#### GIVEN INFORMATION ####

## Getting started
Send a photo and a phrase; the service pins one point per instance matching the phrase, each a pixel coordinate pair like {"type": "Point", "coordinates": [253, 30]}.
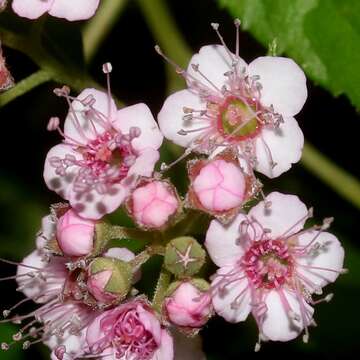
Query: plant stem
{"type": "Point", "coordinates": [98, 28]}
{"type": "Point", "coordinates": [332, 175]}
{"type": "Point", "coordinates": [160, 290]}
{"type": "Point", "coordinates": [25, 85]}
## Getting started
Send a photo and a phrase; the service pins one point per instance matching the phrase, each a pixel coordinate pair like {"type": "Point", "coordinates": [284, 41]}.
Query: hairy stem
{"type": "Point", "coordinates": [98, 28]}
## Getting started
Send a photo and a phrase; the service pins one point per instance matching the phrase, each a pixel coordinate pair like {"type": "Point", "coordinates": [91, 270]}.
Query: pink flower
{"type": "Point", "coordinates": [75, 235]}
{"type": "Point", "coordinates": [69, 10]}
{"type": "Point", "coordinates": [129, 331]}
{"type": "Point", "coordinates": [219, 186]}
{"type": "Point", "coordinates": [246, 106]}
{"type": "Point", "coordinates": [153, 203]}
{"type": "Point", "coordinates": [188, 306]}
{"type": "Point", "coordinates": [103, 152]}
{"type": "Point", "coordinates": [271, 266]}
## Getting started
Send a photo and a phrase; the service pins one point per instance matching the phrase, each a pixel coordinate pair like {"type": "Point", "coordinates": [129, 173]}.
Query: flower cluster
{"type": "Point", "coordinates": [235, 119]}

####

_WHAT THE EXERCISE ASKS_
In the copy, include every record exactly and no pictures.

_OUTPUT FOR THIS TASK_
## Getting started
Send a photo and a phrase; the service pins one point per instance matching the phrase, each a pixel coordinate pair like {"type": "Point", "coordinates": [253, 30]}.
Query: plant stem
{"type": "Point", "coordinates": [98, 28]}
{"type": "Point", "coordinates": [332, 175]}
{"type": "Point", "coordinates": [160, 290]}
{"type": "Point", "coordinates": [25, 85]}
## Getting started
Send a photo and a phrase; the service pins one point per instance matching the phrase, each a pixel coordinate pair like {"type": "Point", "coordinates": [284, 41]}.
Query: hairy stem
{"type": "Point", "coordinates": [98, 28]}
## Getting started
Send a photo and a phrase; the service pins one point per instance matching the phrase, each a pixel coordinate pair like {"type": "Point", "coordinates": [91, 270]}.
Query: pink flower
{"type": "Point", "coordinates": [75, 235]}
{"type": "Point", "coordinates": [69, 10]}
{"type": "Point", "coordinates": [129, 331]}
{"type": "Point", "coordinates": [219, 186]}
{"type": "Point", "coordinates": [246, 106]}
{"type": "Point", "coordinates": [153, 203]}
{"type": "Point", "coordinates": [188, 306]}
{"type": "Point", "coordinates": [103, 152]}
{"type": "Point", "coordinates": [271, 266]}
## Getting started
Send a photo and a phrase; the service pins one point per instance matching the phrase, each a pixel coordinate pair like {"type": "Point", "coordinates": [129, 173]}.
Query: flower cluster
{"type": "Point", "coordinates": [235, 119]}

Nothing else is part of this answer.